▶ **WHAT YOU WILL DO**:
- 1) In the Pokémon GO text, how can a low-tiered player move up to a higher tier?
- 2) Continue the Pokémon GO text from where it stops.

▶ **TEXT TO READ**:
Solution: Make the Pokémon GO tiered/layered. Beginners will start in the low-tiered world with more common Pokémon to catch, while veteran will play in their own high-tiered world with more chance to encounter rarer Pokémon, or even Legendaries. Low-tiered player can undergo a tier-promotion, through level up or even promotion exam.

Limited Exploration

Pokémon GO thrive on one Pokémon motto: Gotta Catch’em All. The widely popular meme is “I wanna be the very best, like no one ever was”.

The main premise of Pokémon GO is to explore and find all Pokémon you can find. The problem is, the exploration is limited, geographically. PokéStops are not everywhere. Rural area has limited PokéStops and that hampering the number of occurence of encountering Pokémon. If encountering common Pokémon is already hard, what about finding rare Pokémon? Limited PokéStops also make it harder to collect Pokéballs and gain XP via getting eggs or visiting PokéStops.

▶ **ENTRIES SHOWN**:
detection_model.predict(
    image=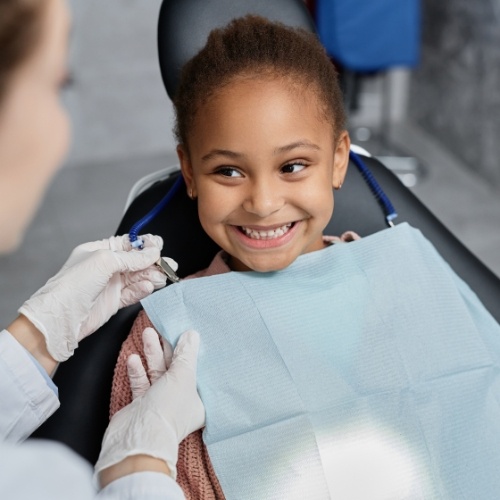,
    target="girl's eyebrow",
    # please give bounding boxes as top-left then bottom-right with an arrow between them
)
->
274,139 -> 321,155
201,139 -> 321,161
201,149 -> 245,161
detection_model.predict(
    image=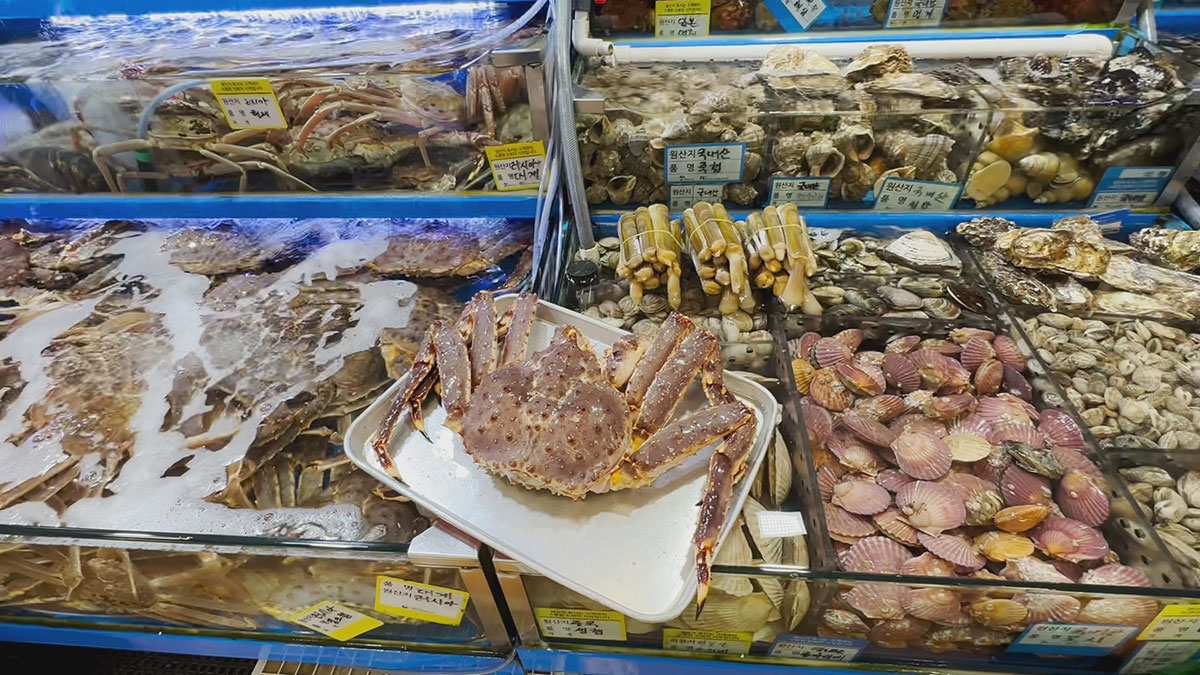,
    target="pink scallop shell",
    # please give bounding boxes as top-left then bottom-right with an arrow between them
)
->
917,532 -> 988,572
1054,468 -> 1109,527
1003,460 -> 1054,506
830,480 -> 892,515
892,432 -> 954,480
895,480 -> 967,534
840,536 -> 912,574
1030,518 -> 1109,562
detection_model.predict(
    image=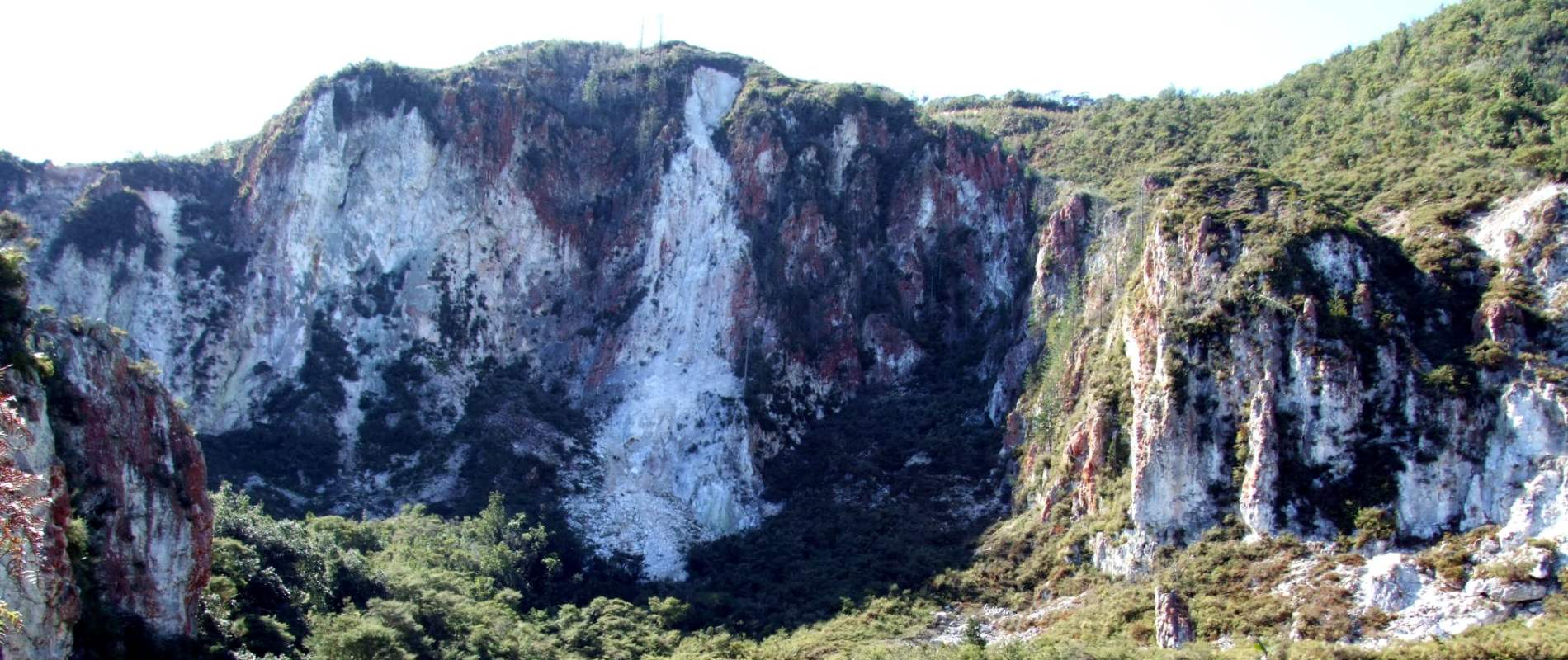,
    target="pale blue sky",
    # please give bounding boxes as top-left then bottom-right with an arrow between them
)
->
0,0 -> 1443,163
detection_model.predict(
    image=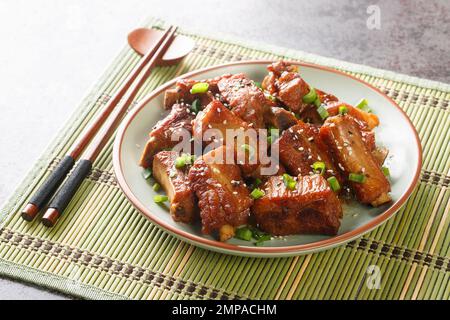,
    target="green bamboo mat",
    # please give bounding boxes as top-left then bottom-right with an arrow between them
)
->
0,19 -> 450,299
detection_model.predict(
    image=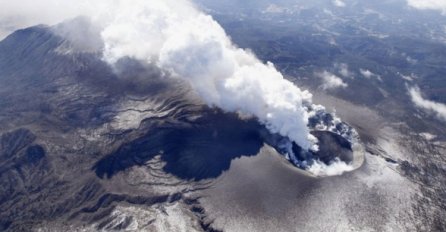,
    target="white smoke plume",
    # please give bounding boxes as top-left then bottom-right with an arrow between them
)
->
0,0 -> 317,149
315,71 -> 348,90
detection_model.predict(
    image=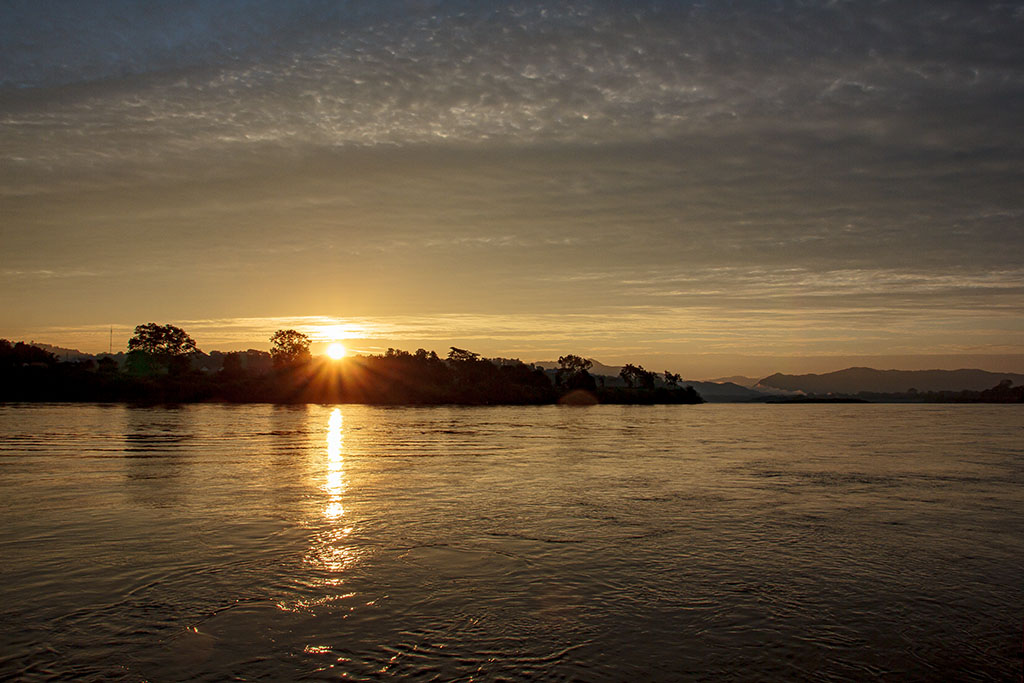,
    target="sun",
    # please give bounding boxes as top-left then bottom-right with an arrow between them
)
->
327,342 -> 348,360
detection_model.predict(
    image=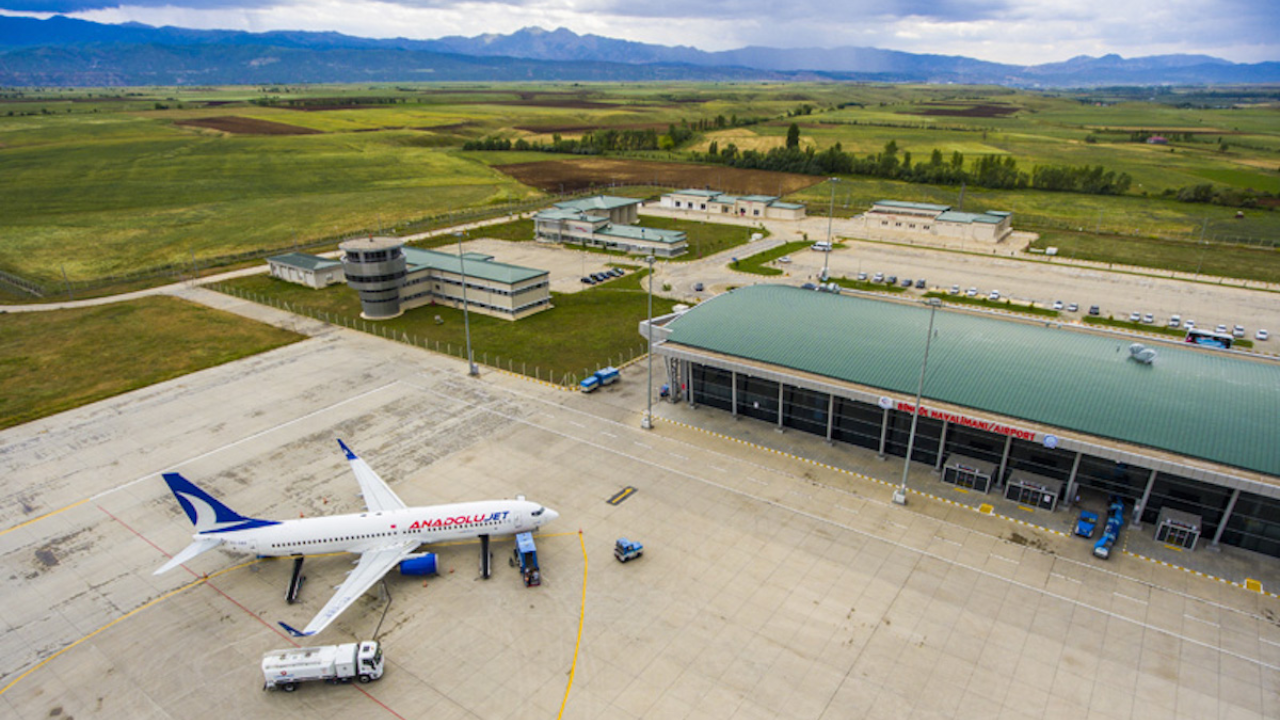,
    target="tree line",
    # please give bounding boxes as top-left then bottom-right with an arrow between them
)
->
692,130 -> 1133,195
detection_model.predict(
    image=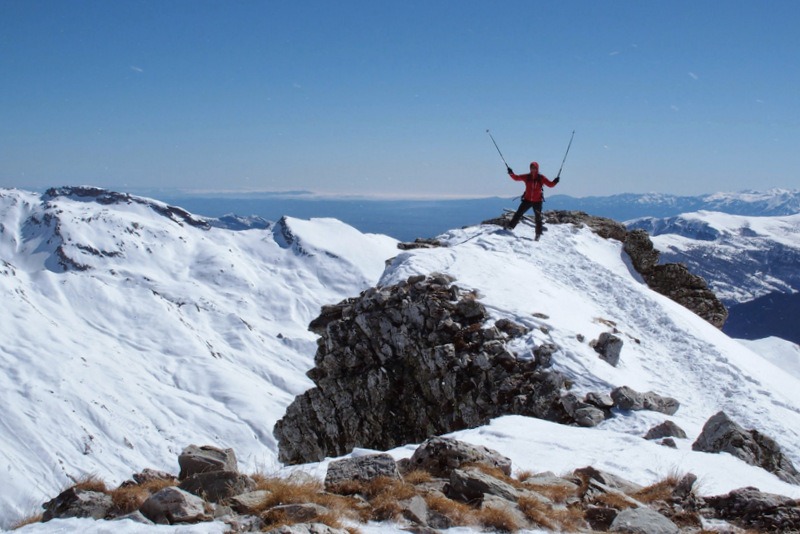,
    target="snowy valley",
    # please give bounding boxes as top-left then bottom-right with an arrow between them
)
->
0,188 -> 800,532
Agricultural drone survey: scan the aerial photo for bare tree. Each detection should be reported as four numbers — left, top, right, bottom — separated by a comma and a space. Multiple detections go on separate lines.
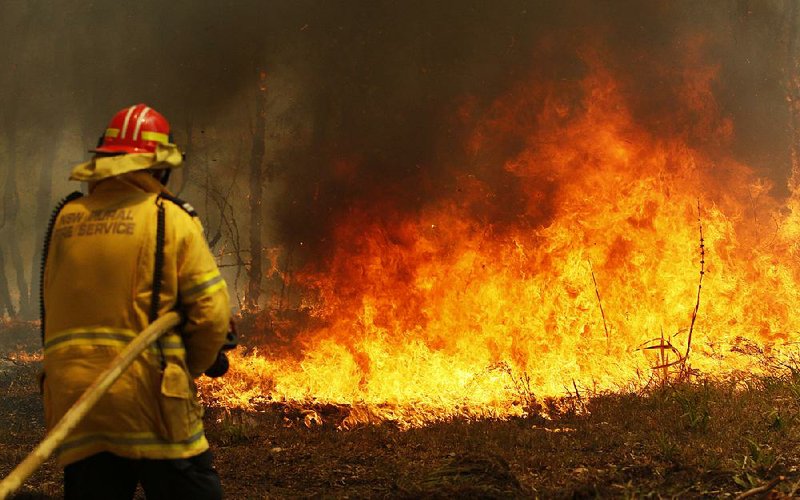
245, 71, 267, 311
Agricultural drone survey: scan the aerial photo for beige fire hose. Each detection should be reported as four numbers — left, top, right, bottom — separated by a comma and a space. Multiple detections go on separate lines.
0, 312, 180, 500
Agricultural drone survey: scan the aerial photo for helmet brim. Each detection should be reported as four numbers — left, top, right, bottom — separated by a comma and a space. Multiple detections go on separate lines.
89, 146, 153, 155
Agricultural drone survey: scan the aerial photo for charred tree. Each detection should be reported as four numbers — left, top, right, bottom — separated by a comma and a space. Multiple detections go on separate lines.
0, 234, 17, 318
245, 71, 267, 311
785, 0, 800, 189
28, 143, 56, 307
3, 130, 33, 318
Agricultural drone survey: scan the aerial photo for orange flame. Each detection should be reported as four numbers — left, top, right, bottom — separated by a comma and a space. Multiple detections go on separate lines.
198, 47, 800, 424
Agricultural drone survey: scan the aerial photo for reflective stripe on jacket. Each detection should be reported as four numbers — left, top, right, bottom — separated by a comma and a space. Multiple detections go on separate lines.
44, 172, 230, 466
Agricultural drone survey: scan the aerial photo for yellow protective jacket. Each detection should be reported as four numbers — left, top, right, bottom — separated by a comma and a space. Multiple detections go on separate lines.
43, 172, 230, 466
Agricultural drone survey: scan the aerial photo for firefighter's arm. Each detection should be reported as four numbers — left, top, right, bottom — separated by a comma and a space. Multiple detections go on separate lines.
178, 220, 230, 377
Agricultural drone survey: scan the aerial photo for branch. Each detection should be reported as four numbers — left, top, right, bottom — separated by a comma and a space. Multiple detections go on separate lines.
683, 198, 706, 362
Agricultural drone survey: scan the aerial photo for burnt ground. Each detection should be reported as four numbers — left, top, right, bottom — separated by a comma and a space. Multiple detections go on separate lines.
0, 324, 800, 499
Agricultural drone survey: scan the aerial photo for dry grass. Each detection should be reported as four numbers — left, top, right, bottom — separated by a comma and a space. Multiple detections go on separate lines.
0, 322, 800, 498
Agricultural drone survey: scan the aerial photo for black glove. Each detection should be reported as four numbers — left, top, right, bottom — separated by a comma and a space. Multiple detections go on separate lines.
203, 319, 239, 378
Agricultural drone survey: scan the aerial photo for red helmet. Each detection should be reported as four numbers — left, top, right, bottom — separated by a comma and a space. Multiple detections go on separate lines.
92, 104, 170, 154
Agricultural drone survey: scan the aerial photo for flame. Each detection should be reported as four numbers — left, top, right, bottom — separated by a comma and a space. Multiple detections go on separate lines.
203, 47, 800, 425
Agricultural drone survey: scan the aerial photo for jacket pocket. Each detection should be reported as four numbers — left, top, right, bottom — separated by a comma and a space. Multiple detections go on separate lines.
159, 362, 198, 442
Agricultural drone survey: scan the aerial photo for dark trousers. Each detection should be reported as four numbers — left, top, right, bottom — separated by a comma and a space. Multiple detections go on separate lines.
64, 450, 222, 500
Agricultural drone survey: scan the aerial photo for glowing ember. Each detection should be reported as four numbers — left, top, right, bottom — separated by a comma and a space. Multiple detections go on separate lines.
197, 49, 800, 424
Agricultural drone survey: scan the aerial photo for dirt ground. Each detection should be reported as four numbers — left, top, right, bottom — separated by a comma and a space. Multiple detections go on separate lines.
0, 324, 800, 499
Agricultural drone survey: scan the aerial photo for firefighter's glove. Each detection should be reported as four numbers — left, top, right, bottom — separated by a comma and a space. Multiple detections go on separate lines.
204, 320, 239, 378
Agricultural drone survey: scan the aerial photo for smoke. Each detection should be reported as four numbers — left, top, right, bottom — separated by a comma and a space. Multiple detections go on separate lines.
0, 0, 797, 272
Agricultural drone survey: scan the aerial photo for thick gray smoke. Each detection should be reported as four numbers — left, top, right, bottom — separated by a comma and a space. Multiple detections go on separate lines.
0, 0, 800, 312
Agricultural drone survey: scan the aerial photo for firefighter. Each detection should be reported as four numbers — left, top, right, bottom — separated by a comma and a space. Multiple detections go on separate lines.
42, 104, 230, 499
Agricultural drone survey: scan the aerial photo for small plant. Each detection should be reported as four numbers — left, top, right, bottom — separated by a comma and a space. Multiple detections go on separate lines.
673, 380, 711, 432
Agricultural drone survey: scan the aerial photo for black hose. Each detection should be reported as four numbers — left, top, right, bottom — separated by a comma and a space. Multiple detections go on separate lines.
39, 191, 83, 345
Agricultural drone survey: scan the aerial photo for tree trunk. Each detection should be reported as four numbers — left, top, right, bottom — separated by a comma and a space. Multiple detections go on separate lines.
245, 71, 267, 311
0, 248, 17, 318
29, 141, 56, 316
786, 0, 800, 190
3, 131, 33, 319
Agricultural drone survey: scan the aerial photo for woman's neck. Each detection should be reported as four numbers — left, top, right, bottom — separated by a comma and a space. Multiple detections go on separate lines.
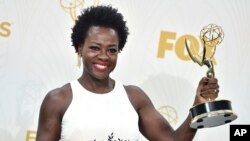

▶ **ANSWERS BELOW**:
- 1) Through a tier-promotion, by leveling up or even by passing a promotion exam.

- 2)
For people who live in mountain with lack of access to visible body of water in the map, it is very hard to find aquatic Pokémon. How can they make Gyarados out of Magikarp if Magikarp themselves are hard to find?

What about players who works full-time, 8-to-5, or busy with their own real-world business? Well, they can collect any Pokémon they found along the way home, while planning where to go during weekends. Some place have particular Pokémon, so let’s say you wanna make Ninetales out of Vulpix, but you can only find Vulpix in a place you usually don’t visit (for extreme example: cemetery), you can either stay at that place long enough to collect more Vulpix, or just give it up and go on with the live. For some people, perhaps it is the time to give up the game.

Solution: No particular solution. Geographically-distributed Pokémon is already make sense though it makes harder to catch’em all.

So?

Well, Pokémon GO is still at its earliest stage and I believe Niantic has unannounced plans to implements for Pokémon GO. I believe that Pokémon GO will undergo transformation just like how Destiny, once an overhyped mediocre FPS, finally shaped into a decent, satisfying, and addicting game after 1 year. Feedback will certainly make Pokémon GO better experience. But that’s it, for now, I am retiring from Pokémon GO and still have no plan to go back for a while.

Remember, there is no overnight success.

I welcome any constructive comments or discussion, if any.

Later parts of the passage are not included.